_ASSIGNED TASK_
The full listing, start to finish: write it out again exactly.

_INPUT DATA_
┌────────
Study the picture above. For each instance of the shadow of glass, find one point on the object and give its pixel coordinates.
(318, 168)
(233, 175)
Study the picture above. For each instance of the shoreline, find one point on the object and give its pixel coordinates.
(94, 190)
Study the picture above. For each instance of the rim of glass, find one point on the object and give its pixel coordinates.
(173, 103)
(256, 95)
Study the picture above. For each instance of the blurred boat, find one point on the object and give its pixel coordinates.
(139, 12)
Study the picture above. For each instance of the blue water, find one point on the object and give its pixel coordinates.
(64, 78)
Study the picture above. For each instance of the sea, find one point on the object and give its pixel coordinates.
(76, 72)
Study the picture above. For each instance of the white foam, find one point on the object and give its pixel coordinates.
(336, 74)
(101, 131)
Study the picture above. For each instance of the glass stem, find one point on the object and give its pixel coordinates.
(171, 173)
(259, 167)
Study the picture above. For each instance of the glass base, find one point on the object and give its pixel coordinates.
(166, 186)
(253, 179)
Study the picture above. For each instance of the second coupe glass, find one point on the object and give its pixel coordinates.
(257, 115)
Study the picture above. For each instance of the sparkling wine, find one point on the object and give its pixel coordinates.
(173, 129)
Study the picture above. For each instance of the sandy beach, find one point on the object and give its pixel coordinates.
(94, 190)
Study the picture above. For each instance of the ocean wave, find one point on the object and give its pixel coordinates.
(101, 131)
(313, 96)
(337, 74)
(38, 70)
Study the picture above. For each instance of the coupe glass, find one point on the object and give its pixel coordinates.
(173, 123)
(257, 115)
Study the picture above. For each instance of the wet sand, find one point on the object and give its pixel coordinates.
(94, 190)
└────────
_FINISHED TASK_
Study the picture above. For each instance of the shadow of glass, find one point on the object and give its pixel coordinates.
(318, 168)
(233, 175)
Study the picture above. For each instance of the shoreline, find one point on the object and give its pixel coordinates.
(94, 190)
Study the picture above. For each instance of the rim of glass, find one point on the object and give its pixel coordinates.
(173, 103)
(256, 95)
Study the picture above. For each instance of the blurred boat, find one point on the object and give its pixel coordinates.
(139, 12)
Study the picture above. For each instance of the blue water, find one point on the object and give its pixel coordinates.
(64, 78)
Study the picture above. For each instance of the sea, find one point on the object and give its pixel coordinates.
(76, 72)
Study the picture above. For each instance of the white foam, find one point on the object and give its pixel coordinates.
(336, 74)
(101, 131)
Study the picture above. For each instance of the glass stem, find one point on the object and give its pixel coordinates.
(171, 173)
(259, 167)
Study the picture above. For each instance of the glass base, find one point on the object and give its pixel coordinates.
(166, 186)
(253, 179)
Study the picture above. For each instance of the second coupe glass, find one point on the object and give its pixel coordinates.
(257, 115)
Study the picture above. For each instance of the sparkling wine, find one point on the object and give its pixel coordinates.
(173, 129)
Study the picture above. For each instance of the sandy beach, find one point on the object and give its pixel coordinates.
(94, 190)
Study the picture above. For each instance of the ocean wave, find one point on the object and give its pixel coordinates.
(101, 131)
(313, 96)
(337, 74)
(38, 70)
Study the picture above. For each instance of the coupe glass, find one point on the object and give its pixel coordinates.
(173, 123)
(257, 115)
Study the picture above. For each instance of the wet sand, find one point on the object and give its pixel coordinates.
(94, 190)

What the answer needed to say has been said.